▸ Problem statement
Would you retype, word for word, the line with "One point goes on every instance of the tire track" and every line after it through the end of the records below?

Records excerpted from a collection

-- Start --

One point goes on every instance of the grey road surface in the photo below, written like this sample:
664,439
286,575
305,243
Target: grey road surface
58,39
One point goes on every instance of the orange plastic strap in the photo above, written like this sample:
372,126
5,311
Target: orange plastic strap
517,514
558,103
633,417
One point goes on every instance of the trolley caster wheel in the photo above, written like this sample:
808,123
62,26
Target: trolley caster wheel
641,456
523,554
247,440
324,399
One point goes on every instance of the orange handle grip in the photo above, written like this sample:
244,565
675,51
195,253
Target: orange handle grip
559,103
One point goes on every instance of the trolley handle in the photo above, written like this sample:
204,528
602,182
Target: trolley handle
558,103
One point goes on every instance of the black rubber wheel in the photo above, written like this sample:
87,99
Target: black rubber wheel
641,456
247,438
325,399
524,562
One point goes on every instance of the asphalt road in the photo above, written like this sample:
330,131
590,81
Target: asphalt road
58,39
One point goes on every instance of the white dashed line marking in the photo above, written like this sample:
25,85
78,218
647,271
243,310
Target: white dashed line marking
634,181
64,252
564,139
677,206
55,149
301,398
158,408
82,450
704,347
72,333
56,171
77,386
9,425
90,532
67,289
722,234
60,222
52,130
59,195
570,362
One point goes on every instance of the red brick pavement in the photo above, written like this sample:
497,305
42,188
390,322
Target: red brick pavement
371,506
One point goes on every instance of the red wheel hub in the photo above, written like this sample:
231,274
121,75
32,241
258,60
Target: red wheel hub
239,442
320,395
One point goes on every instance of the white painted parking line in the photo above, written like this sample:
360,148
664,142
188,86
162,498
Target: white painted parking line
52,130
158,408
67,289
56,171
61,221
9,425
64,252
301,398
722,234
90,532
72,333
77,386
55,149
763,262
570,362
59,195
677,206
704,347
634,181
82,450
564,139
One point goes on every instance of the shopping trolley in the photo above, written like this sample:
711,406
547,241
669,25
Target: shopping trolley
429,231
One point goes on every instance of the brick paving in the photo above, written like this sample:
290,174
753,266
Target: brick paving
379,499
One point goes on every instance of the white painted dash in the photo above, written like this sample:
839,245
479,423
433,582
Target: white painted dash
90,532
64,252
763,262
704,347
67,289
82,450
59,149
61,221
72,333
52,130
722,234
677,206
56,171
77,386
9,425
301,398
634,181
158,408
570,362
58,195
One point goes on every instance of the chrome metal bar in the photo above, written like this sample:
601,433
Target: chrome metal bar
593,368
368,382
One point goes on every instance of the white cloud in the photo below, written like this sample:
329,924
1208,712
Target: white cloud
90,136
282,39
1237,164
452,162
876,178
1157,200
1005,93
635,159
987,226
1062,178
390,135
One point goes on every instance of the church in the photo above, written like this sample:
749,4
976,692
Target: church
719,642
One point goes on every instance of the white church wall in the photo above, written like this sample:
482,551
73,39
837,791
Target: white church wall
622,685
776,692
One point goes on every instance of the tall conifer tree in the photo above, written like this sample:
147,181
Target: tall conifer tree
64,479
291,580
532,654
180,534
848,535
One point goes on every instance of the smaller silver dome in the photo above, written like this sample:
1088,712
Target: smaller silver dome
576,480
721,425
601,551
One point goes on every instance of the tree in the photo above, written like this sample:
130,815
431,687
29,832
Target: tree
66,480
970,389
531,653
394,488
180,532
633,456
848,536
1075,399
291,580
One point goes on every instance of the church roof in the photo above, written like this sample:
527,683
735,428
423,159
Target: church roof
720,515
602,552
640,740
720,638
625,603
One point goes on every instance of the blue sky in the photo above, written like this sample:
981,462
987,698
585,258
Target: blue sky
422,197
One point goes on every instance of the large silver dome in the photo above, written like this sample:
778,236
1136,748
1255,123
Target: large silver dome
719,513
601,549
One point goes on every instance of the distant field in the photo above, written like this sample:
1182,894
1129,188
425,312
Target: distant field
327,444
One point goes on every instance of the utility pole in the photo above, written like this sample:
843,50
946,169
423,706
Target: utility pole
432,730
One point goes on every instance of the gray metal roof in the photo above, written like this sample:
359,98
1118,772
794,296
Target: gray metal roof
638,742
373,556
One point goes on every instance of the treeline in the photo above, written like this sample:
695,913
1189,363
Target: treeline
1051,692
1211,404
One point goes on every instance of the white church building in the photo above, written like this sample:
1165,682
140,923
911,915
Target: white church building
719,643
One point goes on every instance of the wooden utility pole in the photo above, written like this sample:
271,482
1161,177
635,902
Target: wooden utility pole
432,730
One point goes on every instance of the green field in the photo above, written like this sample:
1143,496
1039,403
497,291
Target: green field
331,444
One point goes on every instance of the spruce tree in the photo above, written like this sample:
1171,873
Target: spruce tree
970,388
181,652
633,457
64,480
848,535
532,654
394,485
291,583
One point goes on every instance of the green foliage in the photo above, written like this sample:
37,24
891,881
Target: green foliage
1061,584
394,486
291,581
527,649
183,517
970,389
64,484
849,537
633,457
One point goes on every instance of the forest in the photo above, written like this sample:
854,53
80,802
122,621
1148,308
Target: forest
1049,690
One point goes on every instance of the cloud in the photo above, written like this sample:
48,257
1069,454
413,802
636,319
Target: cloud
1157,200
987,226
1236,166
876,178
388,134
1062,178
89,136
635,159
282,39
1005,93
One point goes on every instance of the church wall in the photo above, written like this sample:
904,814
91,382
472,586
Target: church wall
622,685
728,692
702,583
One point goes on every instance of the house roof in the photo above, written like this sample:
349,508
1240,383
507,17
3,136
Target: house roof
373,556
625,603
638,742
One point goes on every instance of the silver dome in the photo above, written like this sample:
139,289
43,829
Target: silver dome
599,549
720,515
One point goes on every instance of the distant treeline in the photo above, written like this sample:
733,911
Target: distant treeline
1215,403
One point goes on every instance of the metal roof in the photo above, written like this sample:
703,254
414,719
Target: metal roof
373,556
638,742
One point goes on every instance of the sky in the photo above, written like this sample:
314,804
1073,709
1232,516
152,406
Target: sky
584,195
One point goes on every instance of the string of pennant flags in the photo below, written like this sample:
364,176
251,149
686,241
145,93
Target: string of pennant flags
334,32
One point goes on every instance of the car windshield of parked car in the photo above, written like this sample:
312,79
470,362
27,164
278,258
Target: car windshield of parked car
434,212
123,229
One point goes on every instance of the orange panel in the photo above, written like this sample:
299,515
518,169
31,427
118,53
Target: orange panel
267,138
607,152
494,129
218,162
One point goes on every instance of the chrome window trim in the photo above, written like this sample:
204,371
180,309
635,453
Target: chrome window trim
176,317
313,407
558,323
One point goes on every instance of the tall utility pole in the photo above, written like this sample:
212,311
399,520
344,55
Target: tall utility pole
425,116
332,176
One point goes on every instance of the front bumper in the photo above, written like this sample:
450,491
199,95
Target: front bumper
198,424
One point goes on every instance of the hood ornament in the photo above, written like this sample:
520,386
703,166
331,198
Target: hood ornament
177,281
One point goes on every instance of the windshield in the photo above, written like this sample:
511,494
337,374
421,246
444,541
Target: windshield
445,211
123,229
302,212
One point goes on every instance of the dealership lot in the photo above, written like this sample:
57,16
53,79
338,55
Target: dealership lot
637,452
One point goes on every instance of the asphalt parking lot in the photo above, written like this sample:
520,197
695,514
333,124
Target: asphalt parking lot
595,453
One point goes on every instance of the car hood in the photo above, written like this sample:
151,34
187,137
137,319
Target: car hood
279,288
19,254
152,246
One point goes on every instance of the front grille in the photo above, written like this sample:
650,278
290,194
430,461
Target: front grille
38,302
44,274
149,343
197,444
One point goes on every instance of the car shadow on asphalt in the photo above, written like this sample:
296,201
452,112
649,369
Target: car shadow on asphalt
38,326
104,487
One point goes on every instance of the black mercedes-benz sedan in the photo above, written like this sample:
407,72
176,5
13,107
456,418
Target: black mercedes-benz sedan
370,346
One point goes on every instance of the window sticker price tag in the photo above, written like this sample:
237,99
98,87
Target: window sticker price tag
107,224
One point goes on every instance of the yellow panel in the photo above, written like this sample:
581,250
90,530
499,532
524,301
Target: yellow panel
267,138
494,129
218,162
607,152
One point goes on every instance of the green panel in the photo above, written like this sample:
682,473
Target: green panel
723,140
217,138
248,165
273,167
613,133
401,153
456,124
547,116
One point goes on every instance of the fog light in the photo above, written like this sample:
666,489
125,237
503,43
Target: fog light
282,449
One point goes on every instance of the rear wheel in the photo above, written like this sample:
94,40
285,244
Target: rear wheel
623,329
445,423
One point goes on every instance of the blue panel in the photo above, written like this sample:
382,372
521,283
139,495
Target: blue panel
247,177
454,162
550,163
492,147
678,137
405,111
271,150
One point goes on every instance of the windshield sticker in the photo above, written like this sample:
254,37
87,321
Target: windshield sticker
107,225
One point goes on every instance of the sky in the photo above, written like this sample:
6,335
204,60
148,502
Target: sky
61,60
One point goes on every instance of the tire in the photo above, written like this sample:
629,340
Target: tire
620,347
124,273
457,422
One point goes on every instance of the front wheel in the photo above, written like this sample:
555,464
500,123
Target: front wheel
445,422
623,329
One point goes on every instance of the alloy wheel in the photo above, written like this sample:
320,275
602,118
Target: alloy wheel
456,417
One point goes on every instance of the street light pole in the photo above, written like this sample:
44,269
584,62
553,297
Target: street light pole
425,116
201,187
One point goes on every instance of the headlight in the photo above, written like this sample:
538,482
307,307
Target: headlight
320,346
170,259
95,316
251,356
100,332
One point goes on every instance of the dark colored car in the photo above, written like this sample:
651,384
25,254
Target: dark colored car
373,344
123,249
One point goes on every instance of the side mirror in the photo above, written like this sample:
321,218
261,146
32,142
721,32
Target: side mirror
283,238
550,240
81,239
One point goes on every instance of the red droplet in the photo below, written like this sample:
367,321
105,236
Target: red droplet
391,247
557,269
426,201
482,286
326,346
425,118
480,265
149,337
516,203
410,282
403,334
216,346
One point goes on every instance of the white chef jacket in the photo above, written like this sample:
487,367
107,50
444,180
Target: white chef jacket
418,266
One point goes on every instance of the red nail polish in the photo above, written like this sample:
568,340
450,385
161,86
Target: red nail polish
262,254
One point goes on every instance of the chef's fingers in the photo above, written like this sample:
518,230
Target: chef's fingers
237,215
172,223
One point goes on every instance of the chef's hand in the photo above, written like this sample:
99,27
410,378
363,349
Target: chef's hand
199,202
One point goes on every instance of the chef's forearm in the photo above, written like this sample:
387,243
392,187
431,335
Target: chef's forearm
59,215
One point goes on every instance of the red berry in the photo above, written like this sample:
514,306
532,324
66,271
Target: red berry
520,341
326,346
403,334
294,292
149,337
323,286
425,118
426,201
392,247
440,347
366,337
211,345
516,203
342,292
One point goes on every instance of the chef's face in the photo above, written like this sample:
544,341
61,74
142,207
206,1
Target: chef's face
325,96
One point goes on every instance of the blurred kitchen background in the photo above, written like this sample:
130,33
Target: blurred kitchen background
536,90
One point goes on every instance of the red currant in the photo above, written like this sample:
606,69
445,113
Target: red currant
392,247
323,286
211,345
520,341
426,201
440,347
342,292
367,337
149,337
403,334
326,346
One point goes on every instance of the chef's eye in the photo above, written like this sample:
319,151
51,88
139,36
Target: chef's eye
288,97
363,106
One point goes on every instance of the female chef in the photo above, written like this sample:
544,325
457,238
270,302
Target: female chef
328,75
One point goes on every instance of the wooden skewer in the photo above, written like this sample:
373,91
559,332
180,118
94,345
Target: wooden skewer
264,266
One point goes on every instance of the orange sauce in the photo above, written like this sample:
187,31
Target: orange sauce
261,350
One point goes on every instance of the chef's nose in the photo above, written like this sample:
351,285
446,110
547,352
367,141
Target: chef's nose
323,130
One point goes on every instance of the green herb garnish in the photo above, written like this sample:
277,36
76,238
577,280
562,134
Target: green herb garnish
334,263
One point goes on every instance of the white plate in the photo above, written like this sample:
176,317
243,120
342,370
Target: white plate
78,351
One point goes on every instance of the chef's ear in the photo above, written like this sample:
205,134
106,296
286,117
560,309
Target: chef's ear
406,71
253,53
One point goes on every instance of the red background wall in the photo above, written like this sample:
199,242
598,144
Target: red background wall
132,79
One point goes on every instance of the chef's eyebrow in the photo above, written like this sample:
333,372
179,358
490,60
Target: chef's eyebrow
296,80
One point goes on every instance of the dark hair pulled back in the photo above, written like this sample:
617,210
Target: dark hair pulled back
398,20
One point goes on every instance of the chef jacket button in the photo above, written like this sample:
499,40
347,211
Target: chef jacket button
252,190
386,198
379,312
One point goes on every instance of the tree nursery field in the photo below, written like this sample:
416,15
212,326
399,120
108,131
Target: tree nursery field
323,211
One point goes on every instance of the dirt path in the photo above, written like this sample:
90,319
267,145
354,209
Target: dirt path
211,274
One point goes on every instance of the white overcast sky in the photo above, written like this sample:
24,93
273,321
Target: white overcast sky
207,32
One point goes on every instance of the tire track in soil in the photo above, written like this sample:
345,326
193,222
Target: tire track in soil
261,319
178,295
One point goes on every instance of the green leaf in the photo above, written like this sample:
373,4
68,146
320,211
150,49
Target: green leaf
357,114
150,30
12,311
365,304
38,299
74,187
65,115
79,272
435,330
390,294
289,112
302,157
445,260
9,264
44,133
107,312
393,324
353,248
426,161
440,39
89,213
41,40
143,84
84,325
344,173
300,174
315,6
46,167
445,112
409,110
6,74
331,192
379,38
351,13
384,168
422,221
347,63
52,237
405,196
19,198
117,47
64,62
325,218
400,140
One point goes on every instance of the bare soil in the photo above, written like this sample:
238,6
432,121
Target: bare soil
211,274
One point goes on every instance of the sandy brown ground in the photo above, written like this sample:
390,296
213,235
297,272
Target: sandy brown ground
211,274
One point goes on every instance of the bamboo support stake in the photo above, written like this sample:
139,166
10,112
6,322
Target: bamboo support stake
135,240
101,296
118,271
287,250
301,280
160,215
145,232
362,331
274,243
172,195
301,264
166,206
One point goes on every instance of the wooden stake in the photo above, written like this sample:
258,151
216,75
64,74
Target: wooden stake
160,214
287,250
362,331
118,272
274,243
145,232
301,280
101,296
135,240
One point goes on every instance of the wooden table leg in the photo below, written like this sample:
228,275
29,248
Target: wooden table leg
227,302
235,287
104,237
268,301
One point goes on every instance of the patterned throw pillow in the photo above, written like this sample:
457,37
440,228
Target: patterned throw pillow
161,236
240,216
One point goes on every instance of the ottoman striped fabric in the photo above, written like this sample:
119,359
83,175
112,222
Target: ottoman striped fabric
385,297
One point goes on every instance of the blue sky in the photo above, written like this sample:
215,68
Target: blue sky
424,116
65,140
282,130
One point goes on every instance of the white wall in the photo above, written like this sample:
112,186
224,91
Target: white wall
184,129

-- End --

▸ Answer to this problem
One point goes on every instance of the tire track in soil in the photo above, written like this sample:
345,326
193,222
Target: tire track in soil
261,319
178,295
One point goes on every instance of the green leaf in the photo above, written like this sample:
373,4
68,146
320,211
150,49
Target: green leaf
357,114
150,30
12,311
365,304
38,299
74,187
65,115
79,272
435,330
390,294
289,112
302,157
445,260
9,264
44,133
107,312
393,324
353,248
426,161
440,39
89,213
41,40
143,84
84,325
344,173
300,174
315,6
46,167
445,112
409,110
6,74
331,192
379,38
351,13
384,168
422,221
347,63
52,237
405,196
19,198
117,47
64,62
325,218
400,140
One point goes on every instance of the bare soil in the photo above, written like this sample:
238,6
432,121
Target: bare soil
211,274
One point goes on every instance of the sandy brown ground in the photo above, written like this sample:
390,296
213,235
297,272
Target: sandy brown ground
211,274
One point goes on every instance of the bamboo support stake in the photo above, written like this sample:
139,166
10,112
6,322
Target: bamboo support stake
135,240
101,296
118,271
287,250
301,280
160,215
145,232
362,331
274,243
172,195
301,264
166,206
One point goes on every instance of the wooden stake in the photo above, written like this sample:
258,151
216,75
64,74
Target: wooden stake
160,214
287,250
362,331
118,272
274,243
145,232
301,280
101,296
135,240
One point goes on every instance of the wooden table leg in the photo below, written like this sample:
228,275
29,248
Target: wooden table leg
227,302
235,287
104,237
268,301
One point goes on every instance of the patterned throw pillow in the photo above, written like this sample:
457,37
440,228
Target: patterned throw pillow
161,236
240,216
One point goes on every instance of the ottoman striped fabric in the photo above, written like this sample:
119,359
83,175
112,222
Target: ottoman striped fabric
385,297
One point goes on every instance of the blue sky in the photo above, written like this sample:
215,68
Target: blue sky
424,116
65,140
282,130
One point goes on every instance of the white wall in the photo above, written like this sample:
112,186
224,91
Target: white wall
184,129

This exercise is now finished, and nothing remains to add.